▶ [Your instructions]:
Return all the entries. Match them word for word.

———

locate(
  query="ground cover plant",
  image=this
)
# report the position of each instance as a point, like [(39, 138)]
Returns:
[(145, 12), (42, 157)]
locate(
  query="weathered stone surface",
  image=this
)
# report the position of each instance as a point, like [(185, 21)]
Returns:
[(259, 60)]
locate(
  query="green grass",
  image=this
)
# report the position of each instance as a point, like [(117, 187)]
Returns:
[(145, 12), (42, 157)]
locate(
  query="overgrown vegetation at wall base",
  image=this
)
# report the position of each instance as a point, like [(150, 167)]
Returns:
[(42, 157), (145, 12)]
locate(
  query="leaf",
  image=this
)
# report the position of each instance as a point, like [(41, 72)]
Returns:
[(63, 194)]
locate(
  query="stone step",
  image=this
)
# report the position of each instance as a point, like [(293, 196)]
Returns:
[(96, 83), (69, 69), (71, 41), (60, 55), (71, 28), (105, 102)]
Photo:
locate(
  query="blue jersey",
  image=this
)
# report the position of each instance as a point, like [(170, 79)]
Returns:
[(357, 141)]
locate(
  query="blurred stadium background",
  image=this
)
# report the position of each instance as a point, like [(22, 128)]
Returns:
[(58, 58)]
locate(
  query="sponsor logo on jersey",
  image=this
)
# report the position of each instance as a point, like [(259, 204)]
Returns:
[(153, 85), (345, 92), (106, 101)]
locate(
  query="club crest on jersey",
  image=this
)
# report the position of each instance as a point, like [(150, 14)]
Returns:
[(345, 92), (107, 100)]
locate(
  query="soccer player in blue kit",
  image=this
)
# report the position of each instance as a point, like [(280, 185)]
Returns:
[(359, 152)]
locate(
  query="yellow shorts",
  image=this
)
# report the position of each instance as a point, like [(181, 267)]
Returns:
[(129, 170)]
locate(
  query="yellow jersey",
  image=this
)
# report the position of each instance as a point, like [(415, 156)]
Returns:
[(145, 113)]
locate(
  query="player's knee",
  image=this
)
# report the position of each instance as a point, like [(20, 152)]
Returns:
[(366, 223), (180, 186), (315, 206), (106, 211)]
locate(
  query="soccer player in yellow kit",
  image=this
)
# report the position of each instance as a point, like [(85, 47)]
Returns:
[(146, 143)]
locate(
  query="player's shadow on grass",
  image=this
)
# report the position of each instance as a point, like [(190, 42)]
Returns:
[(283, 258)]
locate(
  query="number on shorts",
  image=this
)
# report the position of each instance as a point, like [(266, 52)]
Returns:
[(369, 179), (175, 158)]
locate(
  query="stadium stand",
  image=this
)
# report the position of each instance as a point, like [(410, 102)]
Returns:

———

▶ [Task result]:
locate(
  query="ground cover plant",
  image=this
)
# report the position of each instance as a point, like [(39, 138)]
Returns:
[(145, 12), (42, 157)]
locate(
  query="weathered stone surface",
  image=this
)
# report the position of each instance as a point, like [(185, 21)]
Returns:
[(259, 60)]
locate(
  query="green grass",
  image=this
)
# report the position of each instance as a point, like [(117, 187)]
Returns:
[(145, 12), (42, 157)]
locate(
  query="overgrown vegetation at wall base",
  image=this
)
# report the position of each instance as a point, like [(150, 167)]
Returns:
[(42, 157), (145, 12)]
locate(
  query="leaf",
  image=this
)
# report the position of each instance as a point, like [(41, 72)]
Returns:
[(63, 194)]
locate(
  query="stone step",
  image=this
)
# report the position of each instance as a point, like [(293, 196)]
Returns:
[(96, 83), (69, 69), (71, 41), (60, 55), (71, 28), (105, 102)]
Photo:
locate(
  query="blue jersey",
  image=this
)
# report the position of each instance as a point, like [(170, 79)]
Returns:
[(357, 141)]
locate(
  query="blurred stadium background",
  image=this
)
# report the position of each instance as a point, like [(22, 128)]
Returns:
[(58, 58)]
locate(
  query="sponsor logo on jersey",
  image=this
)
# report the position of each instance as a point, like [(259, 204)]
Returns:
[(153, 85), (345, 92), (106, 101)]
locate(
  query="club crest on jersey",
  image=this
)
# report the position of each instance as a point, like [(150, 14)]
Returns:
[(345, 92), (107, 100)]
locate(
  query="soccer player in blue kit",
  image=this
)
# report the position of each instance as a point, like [(280, 185)]
Returns:
[(359, 152)]
locate(
  query="yellow shorts",
  image=this
)
# report the position of each instance as a point, like [(181, 267)]
Returns:
[(129, 170)]
locate(
  query="yellow jersey",
  image=this
)
# report the position of each instance as a point, like [(415, 156)]
Returns:
[(145, 113)]
locate(
  query="player's knee",
  image=this
)
# report the position of each instance as a point, like [(20, 152)]
Returns:
[(366, 223), (180, 186), (315, 206), (106, 211)]
locate(
  query="soccer player in yellow kit",
  image=this
)
# report the position of each instance as a point, like [(85, 47)]
Returns:
[(146, 143)]
locate(
  query="player's shadow on grass",
  image=this
)
# report the position of each instance as a point, like [(190, 42)]
Returns:
[(283, 258)]
locate(
  query="number on shorts",
  image=this
)
# report the position of each instance as a point, like [(266, 52)]
Returns:
[(369, 179), (175, 158)]
locate(
  query="stadium stand",
  image=this
)
# report the position of each instance as a point, like [(410, 102)]
Returns:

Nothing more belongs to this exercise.